» GIVEN TASK A:
Find and copy each line of the records that contains the string "beige". Case counts.
begin EXCERPT TO READ
IITKWPCH-Find Number Of Pair of Friends

Find Number Of Pair of Friends

given below code is for iitkwpch spoj & find number of pair of friends spoj
in the given problem two number are friend if two number have atlest two digit in common.
now i have taken an array of size 10 and initalize it with all zero now i am scaning number and if any digit is encountered then then i will make array element 1 at that position
eg:
for number  11 there is two 1 so make 1 at position 1;

0 0 0 0 0 0 0 0 1 0
now its decimal will be 2 so i will increament the array a at position two
& for 35

0 0 0 0 1 0 1 0 0 0
its decimal is 40 so i will increament the array a[] at position 40;

now i am pairing for digit  occurance of number in two nested for loop I have started with position 0
of i & j; condition is given i<j so and not to check number with itself and condition (i & j) is for that if number have atleast one common digit or not
eg
for position 35 and 11
condition (35 & 11) will be false because number are having no common digit
in single for loop i am checking occurence of sane number if given condition is
1
10
1 1 1 1 1 1 1 1 1 1
then possible pairs are n(n-1)/2;
since the two nested loop is reversely repeated so all pairs will occure wice so in last i am dividing it by 2;
#include <stdio.h>
#include <iostream>
#include <cstdlib>
#define LL long long
using namespace std;
int main()
{
 int t;
 scanf("%d",&t);
 while(t--)
 {
  int n,i,j,num=0;
  scanf("%d",&n);
  LL temp,total=0;
  LL *a=(LL *)calloc(1200,sizeof(LL));
  int dig[10]={0};
  while(n--)
  {
   scanf("%lld",&temp);
   while(temp)
   {
    num=num | (1<<temp%10);
    temp/=10;
   }
   a[num]++;
   num=0;
  }
  for(i=1;i<1024;i++)
  {
   for(j=1;j<1024;j++)
   {
    if(i!=j && (i&j)){
     total+=a[i]*a[j];
    }
   }
  }
  for(i=1;i<1024;i++)
   total+=(a[i]*(a[i]-1));
  printf("%lld\n",total/2);
 }
 return 0;
}
end EXCERPT TO READ
» GIVEN TASK B:
Answer these questions from the post about counting pairs of friends:
(i) What formula does the post give for the possible pairs?
(ii) What does the code define LL as?
(iii) How many elements does the code allocate for array a with calloc?
begin GIVEN ENTRIES
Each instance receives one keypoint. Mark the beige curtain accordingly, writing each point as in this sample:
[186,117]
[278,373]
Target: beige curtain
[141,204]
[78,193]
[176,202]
end GIVEN ENTRIES
» PROBLEM SOLUTION A:
Each instance receives one keypoint. Mark the beige curtain accordingly, writing each point as in this sample:
Target: beige curtain

» PROBLEM SOLUTION B:
(i) n(n-1)/2
(ii) long long
(iii) 1200